### [What the task requires]
The records below need to be printed in full. Keep each one exact.

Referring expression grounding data
- - -
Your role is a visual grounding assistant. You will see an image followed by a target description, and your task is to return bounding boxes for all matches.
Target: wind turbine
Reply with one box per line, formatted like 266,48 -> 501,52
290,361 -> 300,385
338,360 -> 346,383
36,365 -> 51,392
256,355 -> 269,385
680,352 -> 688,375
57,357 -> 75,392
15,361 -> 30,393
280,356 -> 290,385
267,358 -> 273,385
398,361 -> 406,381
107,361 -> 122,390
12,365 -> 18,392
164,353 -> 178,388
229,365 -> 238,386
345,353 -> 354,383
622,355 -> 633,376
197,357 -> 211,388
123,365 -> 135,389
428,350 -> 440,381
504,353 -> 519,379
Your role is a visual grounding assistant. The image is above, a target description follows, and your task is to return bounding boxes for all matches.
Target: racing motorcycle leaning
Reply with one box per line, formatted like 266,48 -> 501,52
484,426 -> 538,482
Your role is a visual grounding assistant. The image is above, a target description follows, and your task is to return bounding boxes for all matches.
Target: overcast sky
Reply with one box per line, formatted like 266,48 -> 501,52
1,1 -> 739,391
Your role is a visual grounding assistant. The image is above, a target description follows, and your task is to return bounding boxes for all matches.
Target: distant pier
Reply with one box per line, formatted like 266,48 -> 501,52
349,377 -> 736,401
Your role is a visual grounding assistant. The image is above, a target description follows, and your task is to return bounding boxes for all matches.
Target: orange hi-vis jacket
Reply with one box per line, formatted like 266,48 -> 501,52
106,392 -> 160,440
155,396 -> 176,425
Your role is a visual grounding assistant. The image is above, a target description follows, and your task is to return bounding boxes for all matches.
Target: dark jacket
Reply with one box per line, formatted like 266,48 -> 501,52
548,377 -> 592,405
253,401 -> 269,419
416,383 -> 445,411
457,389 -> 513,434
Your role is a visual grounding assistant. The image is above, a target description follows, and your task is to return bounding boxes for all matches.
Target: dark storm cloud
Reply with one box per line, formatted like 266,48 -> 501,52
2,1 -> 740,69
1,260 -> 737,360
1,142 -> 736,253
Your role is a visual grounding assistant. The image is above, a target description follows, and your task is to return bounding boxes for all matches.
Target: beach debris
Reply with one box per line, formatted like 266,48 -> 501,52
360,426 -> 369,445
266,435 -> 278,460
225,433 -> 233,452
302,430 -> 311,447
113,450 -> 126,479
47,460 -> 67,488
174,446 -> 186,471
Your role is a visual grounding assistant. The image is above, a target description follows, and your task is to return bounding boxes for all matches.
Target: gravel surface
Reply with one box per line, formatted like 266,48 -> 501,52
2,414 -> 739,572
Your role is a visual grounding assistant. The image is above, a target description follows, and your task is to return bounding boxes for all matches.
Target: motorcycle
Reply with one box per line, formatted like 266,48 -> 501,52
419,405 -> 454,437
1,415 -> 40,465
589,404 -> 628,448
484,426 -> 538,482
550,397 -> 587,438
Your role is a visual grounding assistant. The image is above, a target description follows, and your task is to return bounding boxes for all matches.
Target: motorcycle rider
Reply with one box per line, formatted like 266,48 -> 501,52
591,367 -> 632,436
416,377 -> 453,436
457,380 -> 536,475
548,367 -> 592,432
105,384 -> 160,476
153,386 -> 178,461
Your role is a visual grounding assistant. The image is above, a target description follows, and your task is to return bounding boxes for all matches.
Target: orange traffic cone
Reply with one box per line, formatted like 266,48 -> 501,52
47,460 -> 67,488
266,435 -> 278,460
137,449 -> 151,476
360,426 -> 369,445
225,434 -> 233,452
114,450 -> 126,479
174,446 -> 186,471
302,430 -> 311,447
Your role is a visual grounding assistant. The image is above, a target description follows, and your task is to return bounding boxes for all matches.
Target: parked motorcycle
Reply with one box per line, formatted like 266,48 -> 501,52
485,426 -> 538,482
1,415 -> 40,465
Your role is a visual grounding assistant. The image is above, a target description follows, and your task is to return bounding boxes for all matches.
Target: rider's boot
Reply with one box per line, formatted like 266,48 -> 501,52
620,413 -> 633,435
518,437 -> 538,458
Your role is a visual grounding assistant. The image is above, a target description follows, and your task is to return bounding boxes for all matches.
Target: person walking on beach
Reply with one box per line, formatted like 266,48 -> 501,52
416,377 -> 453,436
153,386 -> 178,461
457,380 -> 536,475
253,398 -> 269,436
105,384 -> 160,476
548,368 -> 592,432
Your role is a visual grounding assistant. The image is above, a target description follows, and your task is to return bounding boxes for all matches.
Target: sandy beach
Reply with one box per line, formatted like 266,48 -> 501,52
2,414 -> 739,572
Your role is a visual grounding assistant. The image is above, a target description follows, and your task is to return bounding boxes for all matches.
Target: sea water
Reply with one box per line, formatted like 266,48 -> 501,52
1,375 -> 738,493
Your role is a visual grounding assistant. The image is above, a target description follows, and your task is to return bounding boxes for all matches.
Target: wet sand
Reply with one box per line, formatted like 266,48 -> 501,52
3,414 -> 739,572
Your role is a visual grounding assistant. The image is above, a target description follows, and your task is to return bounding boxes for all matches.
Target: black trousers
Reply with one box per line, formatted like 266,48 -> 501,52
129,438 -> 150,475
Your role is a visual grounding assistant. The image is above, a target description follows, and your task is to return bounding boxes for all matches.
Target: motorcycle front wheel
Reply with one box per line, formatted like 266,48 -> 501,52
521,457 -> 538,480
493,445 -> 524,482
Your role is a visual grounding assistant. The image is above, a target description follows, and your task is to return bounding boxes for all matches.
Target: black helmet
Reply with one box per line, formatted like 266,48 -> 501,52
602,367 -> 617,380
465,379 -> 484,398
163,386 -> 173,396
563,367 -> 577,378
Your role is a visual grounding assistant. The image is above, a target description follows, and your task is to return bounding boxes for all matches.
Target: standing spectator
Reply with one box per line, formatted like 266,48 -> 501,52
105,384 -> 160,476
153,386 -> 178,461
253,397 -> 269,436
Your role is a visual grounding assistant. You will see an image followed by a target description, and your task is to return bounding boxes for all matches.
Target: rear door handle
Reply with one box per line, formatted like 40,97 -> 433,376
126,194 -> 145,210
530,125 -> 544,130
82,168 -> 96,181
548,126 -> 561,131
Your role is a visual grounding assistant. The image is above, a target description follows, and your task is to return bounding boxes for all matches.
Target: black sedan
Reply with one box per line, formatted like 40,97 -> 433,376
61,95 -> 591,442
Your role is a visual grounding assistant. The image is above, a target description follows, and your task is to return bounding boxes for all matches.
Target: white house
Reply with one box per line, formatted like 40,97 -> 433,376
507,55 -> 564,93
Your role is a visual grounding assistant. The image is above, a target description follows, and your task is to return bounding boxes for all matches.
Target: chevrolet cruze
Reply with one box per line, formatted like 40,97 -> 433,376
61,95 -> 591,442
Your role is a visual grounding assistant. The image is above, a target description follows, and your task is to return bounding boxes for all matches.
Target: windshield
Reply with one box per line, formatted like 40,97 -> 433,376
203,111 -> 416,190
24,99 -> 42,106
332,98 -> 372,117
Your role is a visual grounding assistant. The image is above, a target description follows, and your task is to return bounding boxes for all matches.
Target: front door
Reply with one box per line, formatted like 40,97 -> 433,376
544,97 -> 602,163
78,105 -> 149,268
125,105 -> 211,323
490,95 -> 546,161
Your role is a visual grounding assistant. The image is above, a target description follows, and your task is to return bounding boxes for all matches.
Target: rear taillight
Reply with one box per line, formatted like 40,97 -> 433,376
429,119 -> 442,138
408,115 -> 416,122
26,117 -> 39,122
- - -
### [Your solution]
Your role is a visual grounding assistant. You will see an image followed by a target description, and your task is to return bounding boxes for all matches.
Target: wind turbine
Reply with one box per line, formatted like 266,48 -> 501,52
290,361 -> 300,385
338,360 -> 346,383
36,365 -> 51,392
256,355 -> 269,385
680,352 -> 688,375
57,357 -> 75,392
15,361 -> 30,393
280,356 -> 290,385
267,358 -> 273,385
398,361 -> 406,381
107,361 -> 122,390
12,365 -> 18,392
164,353 -> 178,388
229,365 -> 238,386
345,353 -> 354,383
622,355 -> 633,376
197,357 -> 211,388
123,365 -> 135,389
428,350 -> 440,381
504,353 -> 519,379
Your role is a visual grounding assistant. The image is above, a target description follows, and your task is to return bounding boxes for all matches.
Target: racing motorcycle leaning
Reply with one box per line, formatted like 266,48 -> 501,52
484,426 -> 538,482
Your role is a visual grounding assistant. The image is above, a target description follows, and your task is to return bounding boxes for all matches.
Target: overcast sky
Reply with one box per line, formatted like 266,48 -> 501,52
1,1 -> 739,391
Your role is a visual grounding assistant. The image is above, a target description follows, and your task is to return bounding boxes for all matches.
Target: distant pier
Reply with one box per line, formatted like 266,48 -> 501,52
349,377 -> 736,401
Your role is a visual grounding assistant. The image is above, a target description follows, and your task is to return bounding boxes for all matches.
Target: orange hi-vis jacket
Reply with one box per line, formatted like 266,48 -> 501,52
106,392 -> 160,440
155,396 -> 176,425
Your role is a visual grounding assistant. The image is above, a target description follows, and your task is to return bounding boxes for all matches.
Target: dark jacket
Reply with one box per line, formatted like 266,48 -> 501,52
548,377 -> 592,405
253,401 -> 269,419
416,383 -> 445,411
457,389 -> 513,434
Your role is a visual grounding assistant. The image is above, a target description follows, and your task is to return bounding boxes for all matches.
Target: dark storm cloud
Reply with one box per line, formatted like 266,48 -> 501,52
2,1 -> 740,69
1,260 -> 737,360
1,142 -> 736,253
Your role is a visual grounding assistant. The image is above, a target description follows, and your task is to return bounding boxes for all matches.
Target: beach debris
Reply with one box per line, formatted like 266,48 -> 501,52
360,426 -> 369,445
266,435 -> 278,460
225,433 -> 233,452
302,430 -> 311,447
113,450 -> 126,479
47,460 -> 67,488
174,446 -> 186,471
Your role is a visual grounding assistant. The image is above, a target description follows, and your task is to return bounding boxes for all matches.
Target: gravel surface
Reply with one box per line, formatted like 266,48 -> 501,52
2,414 -> 739,572
Your role is a visual grounding assistant. The image is above, a target description follows, and your task is to return bounding boxes for all matches.
Target: motorcycle
Reply with one box per line, formatted like 266,48 -> 501,52
419,405 -> 454,437
1,415 -> 40,465
589,404 -> 628,448
484,426 -> 538,482
550,397 -> 587,438
Your role is a visual grounding assistant. The image is above, a target description follows, and your task is to return bounding boxes for all matches.
Target: motorcycle rider
Reply with one box per line, formatted like 266,48 -> 501,52
591,367 -> 632,436
416,377 -> 453,436
457,380 -> 536,475
548,367 -> 592,432
105,384 -> 160,476
153,386 -> 178,461
Your role is a visual grounding assistant. The image is above, a target description follows, and your task is to return bounding boxes for all matches.
Target: orange traffic cone
Reply with one box per line, formatted like 266,48 -> 501,52
47,460 -> 67,488
266,435 -> 278,460
137,449 -> 151,476
360,426 -> 369,445
225,434 -> 233,452
114,450 -> 126,479
174,446 -> 186,471
302,430 -> 311,447
Your role is a visual grounding assistant. The image is above, a target description follows, and your task is to return bounding boxes for all matches.
Target: parked motorcycle
Reply with one box per line, formatted like 266,48 -> 501,52
485,426 -> 538,482
1,415 -> 40,465
Your role is a visual grounding assistant. The image is above, a target description follows, and your task is to return bounding boxes for all matches.
Target: rider's boot
Reply with one box per line, formatted like 266,48 -> 501,52
620,413 -> 633,435
518,437 -> 538,458
Your role is a visual grounding assistant. The image is above, a target description follows, and your task is to return bounding boxes for all matches.
Target: person walking on beach
Reply with one box per line, formatted like 266,48 -> 501,52
416,377 -> 453,436
153,386 -> 178,461
457,380 -> 536,475
253,398 -> 269,436
105,384 -> 160,476
548,368 -> 592,432
Your role is a visual grounding assistant. The image is above, a target description follows, and your task is to return bounding boxes for all matches.
Target: sandy beach
Reply with one box per line, formatted like 266,48 -> 501,52
2,414 -> 739,572
Your role is a visual grounding assistant. The image is above, a target description follows, and your task is to return bounding boxes for all matches.
Target: sea water
Reply with one box per line, formatted like 266,48 -> 501,52
1,375 -> 738,493
Your role is a visual grounding assistant. The image is above, a target description follows, and your task is to return bounding boxes for all matches.
Target: wet sand
Reply with one box per line, formatted like 266,48 -> 501,52
3,414 -> 739,572
Your role is a visual grounding assistant. The image is above, a target description follows, and your task is to return bounding boxes for all matches.
Target: black trousers
Reply with one box per line, formatted like 266,48 -> 501,52
129,438 -> 150,475
Your role is a visual grounding assistant. The image is above, a target description follows, and your task is to return bounding boxes for all matches.
Target: motorcycle front wheel
Reply with one box per line, formatted like 266,48 -> 501,52
521,457 -> 538,480
493,445 -> 524,482
Your role is a visual grounding assistant. The image is above, a target description follows, and your task is to return bounding boxes for all matches.
Target: black helmet
Reply with one box per line, formatted like 266,48 -> 501,52
602,367 -> 617,380
465,379 -> 484,398
163,386 -> 173,396
563,367 -> 577,378
Your role is a visual grounding assistant. The image is above, a target description follows, and your task is to return bounding boxes for all matches.
Target: standing spectator
Reply with one box per line, formatted like 266,48 -> 501,52
105,384 -> 160,476
153,386 -> 178,461
253,397 -> 269,436
Your role is a visual grounding assistant. You will see an image followed by a target description, and your task is to return bounding boxes for all matches.
Target: rear door handle
Reply with one box per line, formatted like 40,97 -> 433,376
126,194 -> 145,210
530,125 -> 544,130
82,168 -> 96,181
548,126 -> 561,131
Your role is a visual grounding assistant. The image is above, a target description follows, and your task is to return bounding boxes for all matches.
Target: black sedan
Reply with one box per line, formatted like 40,97 -> 433,376
61,95 -> 591,442
Your role is a visual grounding assistant. The image is above, a target description follows, and your task is to return bounding boxes for all matches.
Target: white house
Reply with one box per line, formatted like 40,97 -> 433,376
507,55 -> 564,93
Your role is a visual grounding assistant. The image is above, a target description follows, and your task is to return bounding boxes for all matches.
Target: chevrolet cruze
Reply with one box per line, formatted like 40,97 -> 433,376
61,95 -> 591,442
Your role is a visual grounding assistant. The image is above, a target description follows, and your task is to return bounding boxes for all matches.
Target: windshield
Reply with one box per line, formatted like 40,97 -> 433,376
203,111 -> 416,190
24,99 -> 42,106
332,98 -> 372,117
Your role is a visual grounding assistant. The image is above, a target description follows, and your task is to return bounding boxes for all matches.
Target: front door
Reply with one box per line, formatted like 40,97 -> 433,376
544,97 -> 602,163
78,105 -> 149,268
125,105 -> 211,323
490,95 -> 546,161
Your role is a visual grounding assistant. The image is above, a target description follows, and your task is to return bounding boxes for all matches.
Target: rear taillight
Reply with one box per line, formatted like 40,97 -> 433,376
429,119 -> 442,138
408,115 -> 416,122
26,117 -> 39,122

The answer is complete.